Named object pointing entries
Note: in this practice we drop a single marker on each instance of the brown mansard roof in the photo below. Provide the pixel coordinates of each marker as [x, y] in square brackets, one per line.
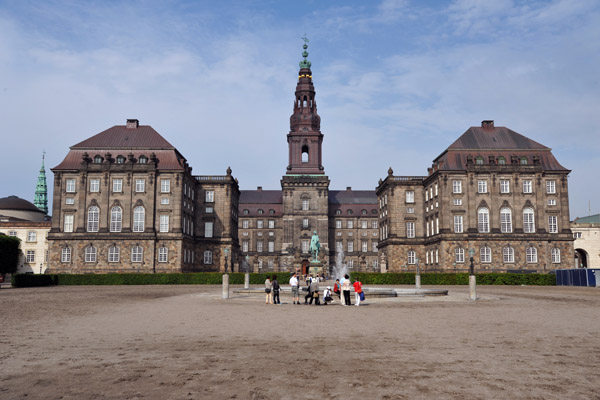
[480, 141]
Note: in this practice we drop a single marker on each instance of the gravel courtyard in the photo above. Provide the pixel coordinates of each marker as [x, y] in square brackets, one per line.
[185, 342]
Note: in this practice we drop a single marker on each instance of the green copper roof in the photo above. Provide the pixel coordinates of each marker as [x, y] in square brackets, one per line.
[305, 63]
[41, 190]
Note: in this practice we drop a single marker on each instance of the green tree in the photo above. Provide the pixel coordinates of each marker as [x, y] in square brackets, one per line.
[9, 254]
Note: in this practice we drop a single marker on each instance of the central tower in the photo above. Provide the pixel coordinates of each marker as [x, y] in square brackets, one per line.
[305, 187]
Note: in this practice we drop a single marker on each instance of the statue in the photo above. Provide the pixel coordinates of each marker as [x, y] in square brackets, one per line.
[315, 246]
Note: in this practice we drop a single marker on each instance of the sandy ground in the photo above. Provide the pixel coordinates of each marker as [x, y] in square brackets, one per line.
[185, 342]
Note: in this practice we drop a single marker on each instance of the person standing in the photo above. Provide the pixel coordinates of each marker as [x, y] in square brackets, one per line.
[346, 290]
[275, 285]
[294, 286]
[269, 299]
[357, 291]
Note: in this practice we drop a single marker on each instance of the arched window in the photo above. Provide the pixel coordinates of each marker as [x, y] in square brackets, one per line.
[304, 154]
[483, 220]
[65, 254]
[93, 218]
[208, 257]
[114, 254]
[508, 254]
[116, 219]
[90, 254]
[531, 254]
[555, 253]
[163, 254]
[411, 257]
[485, 254]
[505, 220]
[137, 253]
[460, 255]
[138, 219]
[528, 220]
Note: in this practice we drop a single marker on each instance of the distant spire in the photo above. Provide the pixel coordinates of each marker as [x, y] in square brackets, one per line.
[41, 190]
[305, 63]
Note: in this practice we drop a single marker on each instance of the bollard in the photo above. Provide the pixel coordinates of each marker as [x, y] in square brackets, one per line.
[473, 287]
[225, 286]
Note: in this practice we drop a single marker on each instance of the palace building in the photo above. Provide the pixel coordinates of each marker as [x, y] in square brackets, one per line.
[125, 200]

▶ **REQUIRED WORK**
Put all of the lines above into a numbered list, skipping any blank lines and leaving the pictures out.

▶ **EXPECTED OUTPUT**
1. Note: in this practice we drop a single marker on each instance of the brown mansard roof in the photo below. Provide the pixel coordinates of each marker as [x, y] in square brackets, one per line.
2. [480, 141]
3. Note: in this practice we drop a single marker on each instance of the gravel courtyard in the photo above. Provide the pixel coordinates of each marker as [x, y] in square brackets, one per line.
4. [185, 342]
5. Note: in this practice we drop a single marker on each instance of the green copper roof in the photo above. Provide the pixel coordinates of each marker as [x, y] in square brackets, one per line.
6. [305, 63]
7. [41, 190]
8. Note: in this practice we drop a single marker on each instance of the green tree in the photo above. Provide the pixel coordinates of each marker as [x, y] in square brackets, one per line.
9. [9, 254]
10. Note: in this practice we drop a single marker on each instance of the central tower in the photo above. Provide the pixel coordinates of each marker as [x, y] in square brackets, one per line.
11. [305, 187]
12. Note: in this practice we drop a single marker on each instance of the statue in the photo above. Provide the pixel coordinates of each marker as [x, y] in square brackets, one per line.
13. [315, 246]
14. Note: in this practice we drop a single marker on each instance of the sandy ground in the photo above. Provide the pixel coordinates of each marker as [x, y] in square brackets, one per line.
15. [185, 342]
16. Note: in this practice we drop a single marker on each instance of the person standing in the photo above. Provide the pixel coordinates of each marker as [x, y] in square brackets, one per line.
17. [346, 290]
18. [275, 285]
19. [294, 286]
20. [269, 299]
21. [357, 291]
22. Note: in this practice we drop a single marker on each instance of the arched window in the photo above. Provide the pixel coordinates of each marker as [x, y] in square brackets, one per line.
23. [304, 154]
24. [483, 220]
25. [65, 254]
26. [93, 218]
27. [208, 257]
28. [114, 254]
29. [508, 254]
30. [116, 219]
31. [90, 254]
32. [531, 254]
33. [555, 253]
34. [163, 254]
35. [411, 257]
36. [485, 254]
37. [505, 220]
38. [137, 253]
39. [460, 255]
40. [138, 219]
41. [528, 220]
42. Note: in this practice we drop a single marker on each instance of the distant spire in the photo above. Provide the pixel coordinates of each marker as [x, y] in square brackets, one per line.
43. [41, 190]
44. [305, 63]
45. Note: in this practice we drop a single marker on each instance of the bollard in the photo above. Provide the pixel coordinates of each marker as [x, y] in square brackets, one per line.
46. [473, 287]
47. [225, 286]
48. Note: in this practice we drop a single marker on each instance of the palace building in the photo above. Provide the pixel coordinates of each marker as [x, y] in square brackets, one per line.
49. [125, 200]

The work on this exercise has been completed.